— start of STORED RECORDS —
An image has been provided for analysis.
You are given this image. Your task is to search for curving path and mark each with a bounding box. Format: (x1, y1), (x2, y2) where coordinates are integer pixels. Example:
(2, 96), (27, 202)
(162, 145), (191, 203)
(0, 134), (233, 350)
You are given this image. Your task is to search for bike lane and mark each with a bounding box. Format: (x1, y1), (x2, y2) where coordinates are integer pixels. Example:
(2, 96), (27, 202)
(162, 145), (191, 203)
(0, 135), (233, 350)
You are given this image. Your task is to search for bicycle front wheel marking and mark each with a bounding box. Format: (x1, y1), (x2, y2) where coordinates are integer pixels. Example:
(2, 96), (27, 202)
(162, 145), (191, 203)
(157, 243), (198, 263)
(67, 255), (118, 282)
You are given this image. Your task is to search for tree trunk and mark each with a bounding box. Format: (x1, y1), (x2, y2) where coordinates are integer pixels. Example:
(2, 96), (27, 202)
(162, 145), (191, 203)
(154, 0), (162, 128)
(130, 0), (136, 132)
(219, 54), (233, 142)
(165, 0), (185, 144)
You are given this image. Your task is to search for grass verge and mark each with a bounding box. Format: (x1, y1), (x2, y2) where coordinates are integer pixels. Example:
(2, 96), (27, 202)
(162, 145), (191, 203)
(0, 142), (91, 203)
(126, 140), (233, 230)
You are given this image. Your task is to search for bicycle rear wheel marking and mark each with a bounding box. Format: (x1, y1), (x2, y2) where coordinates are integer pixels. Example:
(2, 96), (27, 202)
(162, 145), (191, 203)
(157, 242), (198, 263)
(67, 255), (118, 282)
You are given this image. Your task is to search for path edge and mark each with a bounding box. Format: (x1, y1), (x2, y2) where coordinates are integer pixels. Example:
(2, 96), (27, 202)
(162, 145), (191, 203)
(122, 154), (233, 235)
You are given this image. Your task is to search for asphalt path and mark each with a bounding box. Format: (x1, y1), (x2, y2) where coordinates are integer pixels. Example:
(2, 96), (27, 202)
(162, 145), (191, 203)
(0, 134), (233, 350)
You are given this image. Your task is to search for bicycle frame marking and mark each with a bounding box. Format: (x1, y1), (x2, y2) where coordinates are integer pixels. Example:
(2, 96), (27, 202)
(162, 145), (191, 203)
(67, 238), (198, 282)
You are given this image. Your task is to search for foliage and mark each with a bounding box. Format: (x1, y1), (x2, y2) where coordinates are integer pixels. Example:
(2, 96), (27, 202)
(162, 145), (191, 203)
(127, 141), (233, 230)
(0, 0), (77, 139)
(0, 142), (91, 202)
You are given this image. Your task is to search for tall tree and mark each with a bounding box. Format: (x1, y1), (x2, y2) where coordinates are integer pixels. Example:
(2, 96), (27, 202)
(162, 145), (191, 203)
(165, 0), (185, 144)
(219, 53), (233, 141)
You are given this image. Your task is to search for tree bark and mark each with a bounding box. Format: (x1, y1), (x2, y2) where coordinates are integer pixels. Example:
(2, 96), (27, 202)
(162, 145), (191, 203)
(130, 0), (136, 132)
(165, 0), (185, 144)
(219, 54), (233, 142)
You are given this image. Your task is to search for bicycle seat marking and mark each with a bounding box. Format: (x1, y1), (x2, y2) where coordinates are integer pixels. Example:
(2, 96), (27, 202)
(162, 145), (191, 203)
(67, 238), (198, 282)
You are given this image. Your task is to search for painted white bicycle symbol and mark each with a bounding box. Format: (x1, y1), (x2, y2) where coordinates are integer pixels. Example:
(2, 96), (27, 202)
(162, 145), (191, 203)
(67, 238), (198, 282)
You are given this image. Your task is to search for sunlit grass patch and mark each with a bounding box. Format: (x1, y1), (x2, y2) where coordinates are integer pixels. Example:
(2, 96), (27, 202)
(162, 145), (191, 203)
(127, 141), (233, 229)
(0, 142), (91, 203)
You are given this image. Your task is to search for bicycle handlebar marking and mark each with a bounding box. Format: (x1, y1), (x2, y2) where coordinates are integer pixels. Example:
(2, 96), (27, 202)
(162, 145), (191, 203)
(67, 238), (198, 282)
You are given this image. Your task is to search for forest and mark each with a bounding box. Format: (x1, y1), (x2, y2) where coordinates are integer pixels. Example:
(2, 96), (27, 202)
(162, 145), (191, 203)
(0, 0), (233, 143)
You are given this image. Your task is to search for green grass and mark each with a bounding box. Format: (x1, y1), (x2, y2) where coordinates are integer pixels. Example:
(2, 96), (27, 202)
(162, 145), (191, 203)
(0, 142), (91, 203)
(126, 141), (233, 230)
— end of STORED RECORDS —
— start of STORED RECORDS —
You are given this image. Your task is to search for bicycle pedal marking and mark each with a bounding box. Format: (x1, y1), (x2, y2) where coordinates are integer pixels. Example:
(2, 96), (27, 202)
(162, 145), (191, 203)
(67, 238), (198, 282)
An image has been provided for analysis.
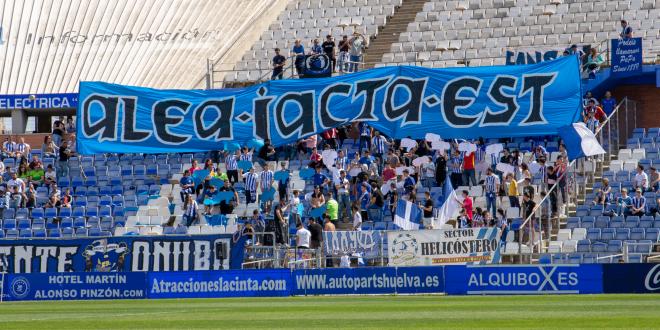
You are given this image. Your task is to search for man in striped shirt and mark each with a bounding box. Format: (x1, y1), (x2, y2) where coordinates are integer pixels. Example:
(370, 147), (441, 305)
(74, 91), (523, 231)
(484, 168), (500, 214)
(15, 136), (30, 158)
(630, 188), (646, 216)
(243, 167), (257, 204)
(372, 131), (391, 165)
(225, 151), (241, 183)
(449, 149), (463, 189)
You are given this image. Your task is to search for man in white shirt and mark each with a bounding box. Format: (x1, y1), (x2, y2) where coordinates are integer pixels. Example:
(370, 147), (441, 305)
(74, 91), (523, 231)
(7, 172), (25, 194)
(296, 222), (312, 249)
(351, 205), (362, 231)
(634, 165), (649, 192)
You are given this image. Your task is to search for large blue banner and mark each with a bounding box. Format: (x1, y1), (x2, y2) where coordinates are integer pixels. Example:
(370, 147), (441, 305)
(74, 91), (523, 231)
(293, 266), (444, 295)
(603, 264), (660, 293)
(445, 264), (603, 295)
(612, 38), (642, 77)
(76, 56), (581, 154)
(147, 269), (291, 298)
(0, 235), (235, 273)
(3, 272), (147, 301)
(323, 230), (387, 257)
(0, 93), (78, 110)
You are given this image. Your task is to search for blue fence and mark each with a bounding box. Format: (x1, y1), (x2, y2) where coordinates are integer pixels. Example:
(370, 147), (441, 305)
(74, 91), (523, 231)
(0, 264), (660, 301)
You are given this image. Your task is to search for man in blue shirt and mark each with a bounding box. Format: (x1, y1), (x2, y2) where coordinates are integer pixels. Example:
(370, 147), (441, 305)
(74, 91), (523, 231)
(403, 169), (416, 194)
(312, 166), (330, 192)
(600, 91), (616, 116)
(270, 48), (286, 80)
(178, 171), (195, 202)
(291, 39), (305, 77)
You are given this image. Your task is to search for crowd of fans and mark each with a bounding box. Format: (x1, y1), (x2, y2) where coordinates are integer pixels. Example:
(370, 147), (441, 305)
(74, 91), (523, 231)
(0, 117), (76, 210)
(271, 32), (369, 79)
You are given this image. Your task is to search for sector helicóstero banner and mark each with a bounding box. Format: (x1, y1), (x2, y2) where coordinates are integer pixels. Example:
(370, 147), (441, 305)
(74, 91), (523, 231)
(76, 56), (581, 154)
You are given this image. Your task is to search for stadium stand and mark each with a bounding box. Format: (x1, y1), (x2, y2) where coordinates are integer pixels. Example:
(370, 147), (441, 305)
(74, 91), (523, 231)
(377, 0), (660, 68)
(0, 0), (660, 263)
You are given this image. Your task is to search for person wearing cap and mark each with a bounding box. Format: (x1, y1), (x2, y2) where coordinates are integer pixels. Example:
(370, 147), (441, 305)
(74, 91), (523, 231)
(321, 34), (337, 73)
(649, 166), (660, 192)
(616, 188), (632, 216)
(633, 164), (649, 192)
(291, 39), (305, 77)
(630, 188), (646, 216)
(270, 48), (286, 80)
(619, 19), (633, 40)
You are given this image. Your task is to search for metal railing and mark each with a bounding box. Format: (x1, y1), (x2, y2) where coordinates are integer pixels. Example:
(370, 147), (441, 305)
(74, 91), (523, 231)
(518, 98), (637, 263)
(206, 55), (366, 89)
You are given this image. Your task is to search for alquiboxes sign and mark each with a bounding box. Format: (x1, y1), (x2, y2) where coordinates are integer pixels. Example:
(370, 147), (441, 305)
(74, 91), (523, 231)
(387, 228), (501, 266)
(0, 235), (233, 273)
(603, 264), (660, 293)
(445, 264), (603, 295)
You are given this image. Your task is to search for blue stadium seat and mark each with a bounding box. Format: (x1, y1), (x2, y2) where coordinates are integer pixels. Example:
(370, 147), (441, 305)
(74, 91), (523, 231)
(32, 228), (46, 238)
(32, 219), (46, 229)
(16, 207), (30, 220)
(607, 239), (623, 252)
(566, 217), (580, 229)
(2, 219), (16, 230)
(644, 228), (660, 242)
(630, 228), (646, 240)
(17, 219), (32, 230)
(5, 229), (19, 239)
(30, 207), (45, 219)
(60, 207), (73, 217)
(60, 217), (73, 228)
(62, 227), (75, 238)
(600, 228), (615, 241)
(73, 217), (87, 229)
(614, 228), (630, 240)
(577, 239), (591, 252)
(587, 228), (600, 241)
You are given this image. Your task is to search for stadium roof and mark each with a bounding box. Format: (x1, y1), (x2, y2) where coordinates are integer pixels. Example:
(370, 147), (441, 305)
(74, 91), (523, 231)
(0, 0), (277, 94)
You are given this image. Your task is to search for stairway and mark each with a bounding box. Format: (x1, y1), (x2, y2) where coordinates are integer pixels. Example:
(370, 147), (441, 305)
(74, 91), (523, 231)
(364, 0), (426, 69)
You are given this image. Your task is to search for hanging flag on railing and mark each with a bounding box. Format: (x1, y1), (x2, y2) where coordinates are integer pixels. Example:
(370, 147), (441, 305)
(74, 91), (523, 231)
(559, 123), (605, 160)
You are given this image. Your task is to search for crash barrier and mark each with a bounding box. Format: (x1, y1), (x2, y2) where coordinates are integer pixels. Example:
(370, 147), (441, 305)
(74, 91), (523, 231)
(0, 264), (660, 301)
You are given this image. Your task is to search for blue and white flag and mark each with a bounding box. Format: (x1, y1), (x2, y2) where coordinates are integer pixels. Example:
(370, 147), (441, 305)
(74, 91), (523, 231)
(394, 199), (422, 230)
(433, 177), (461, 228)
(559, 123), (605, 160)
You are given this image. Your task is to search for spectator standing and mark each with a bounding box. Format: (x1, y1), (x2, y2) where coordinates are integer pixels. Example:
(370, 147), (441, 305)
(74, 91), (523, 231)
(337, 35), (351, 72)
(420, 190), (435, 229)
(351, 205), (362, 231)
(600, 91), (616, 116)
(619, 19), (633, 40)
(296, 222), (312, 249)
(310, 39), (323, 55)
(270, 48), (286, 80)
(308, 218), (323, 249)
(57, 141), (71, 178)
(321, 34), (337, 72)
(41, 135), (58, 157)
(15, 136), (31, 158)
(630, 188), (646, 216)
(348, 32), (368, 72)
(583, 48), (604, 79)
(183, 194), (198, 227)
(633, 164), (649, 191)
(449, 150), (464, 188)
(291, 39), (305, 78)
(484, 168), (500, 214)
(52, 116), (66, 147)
— end of STORED RECORDS —
— start of STORED RECORDS —
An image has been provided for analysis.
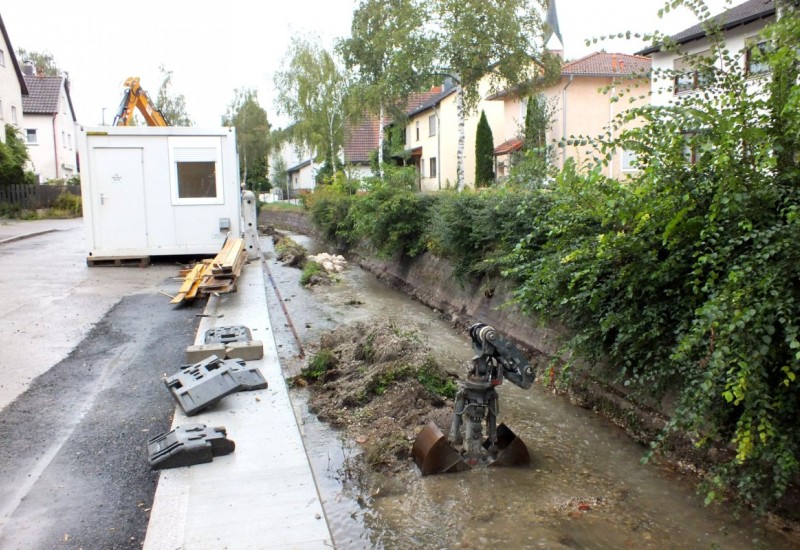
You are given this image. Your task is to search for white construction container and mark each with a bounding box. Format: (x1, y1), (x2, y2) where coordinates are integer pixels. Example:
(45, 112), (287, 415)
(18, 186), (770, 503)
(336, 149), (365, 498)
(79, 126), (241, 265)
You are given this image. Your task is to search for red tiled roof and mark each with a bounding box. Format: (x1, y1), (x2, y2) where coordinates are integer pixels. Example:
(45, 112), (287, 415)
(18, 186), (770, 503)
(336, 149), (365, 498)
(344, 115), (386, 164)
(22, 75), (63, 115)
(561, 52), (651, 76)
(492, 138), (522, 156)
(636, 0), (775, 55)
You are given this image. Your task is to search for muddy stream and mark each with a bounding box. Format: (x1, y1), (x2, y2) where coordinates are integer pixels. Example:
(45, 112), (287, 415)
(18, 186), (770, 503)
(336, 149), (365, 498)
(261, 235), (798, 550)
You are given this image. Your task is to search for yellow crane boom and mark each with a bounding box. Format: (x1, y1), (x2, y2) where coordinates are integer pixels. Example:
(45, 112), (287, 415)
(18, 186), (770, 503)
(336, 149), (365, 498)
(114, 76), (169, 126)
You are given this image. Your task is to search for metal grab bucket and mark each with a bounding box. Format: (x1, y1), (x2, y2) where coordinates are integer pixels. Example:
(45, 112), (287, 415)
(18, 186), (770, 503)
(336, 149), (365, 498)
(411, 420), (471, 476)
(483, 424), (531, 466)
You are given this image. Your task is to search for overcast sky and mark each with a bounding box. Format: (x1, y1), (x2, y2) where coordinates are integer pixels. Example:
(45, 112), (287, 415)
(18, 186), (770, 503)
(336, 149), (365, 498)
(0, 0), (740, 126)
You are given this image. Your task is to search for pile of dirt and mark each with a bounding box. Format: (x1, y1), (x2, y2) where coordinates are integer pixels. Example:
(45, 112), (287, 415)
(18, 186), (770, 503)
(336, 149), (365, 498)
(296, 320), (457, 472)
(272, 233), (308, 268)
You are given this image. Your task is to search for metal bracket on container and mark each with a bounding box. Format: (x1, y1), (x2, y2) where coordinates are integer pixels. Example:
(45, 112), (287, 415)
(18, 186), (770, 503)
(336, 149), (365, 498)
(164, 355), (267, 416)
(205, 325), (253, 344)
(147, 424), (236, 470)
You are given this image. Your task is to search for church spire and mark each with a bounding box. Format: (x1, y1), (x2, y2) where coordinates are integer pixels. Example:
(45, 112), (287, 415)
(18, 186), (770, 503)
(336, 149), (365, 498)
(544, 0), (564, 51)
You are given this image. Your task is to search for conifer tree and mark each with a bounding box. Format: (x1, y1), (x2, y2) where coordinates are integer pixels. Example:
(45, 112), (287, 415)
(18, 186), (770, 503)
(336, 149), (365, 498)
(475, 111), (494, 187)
— end of STORED RECORDS —
#### [SHORT TASK]
Rewrite the listing only from the line containing "for metal bracket" through the line containing "(475, 111), (494, 187)", switching every "bounding box" to "rectangle" and changing nothing else.

#### [FULL RESPONSE]
You are given this image. Your task is to search for metal bracket on container and mark each with a rectangle. Format: (x1, y1), (x2, y2) where coordinates are integer pixels. Example:
(45, 112), (287, 415)
(18, 186), (770, 503)
(336, 149), (365, 498)
(164, 355), (267, 416)
(205, 325), (253, 344)
(147, 424), (236, 470)
You are given this image. Your task is to search for church spire and mark each with a rectangle. Format: (x1, y1), (x2, y2) where coordinates are integer pixels. Example:
(45, 112), (287, 415)
(18, 186), (770, 503)
(336, 149), (365, 498)
(544, 0), (564, 51)
You are given this image. Your task is to search for conifer tree and mark each with a rectangle. Format: (x1, y1), (x2, y2) where coordinates are integer pixels. Example:
(45, 112), (287, 415)
(18, 186), (770, 503)
(336, 149), (365, 498)
(475, 111), (494, 187)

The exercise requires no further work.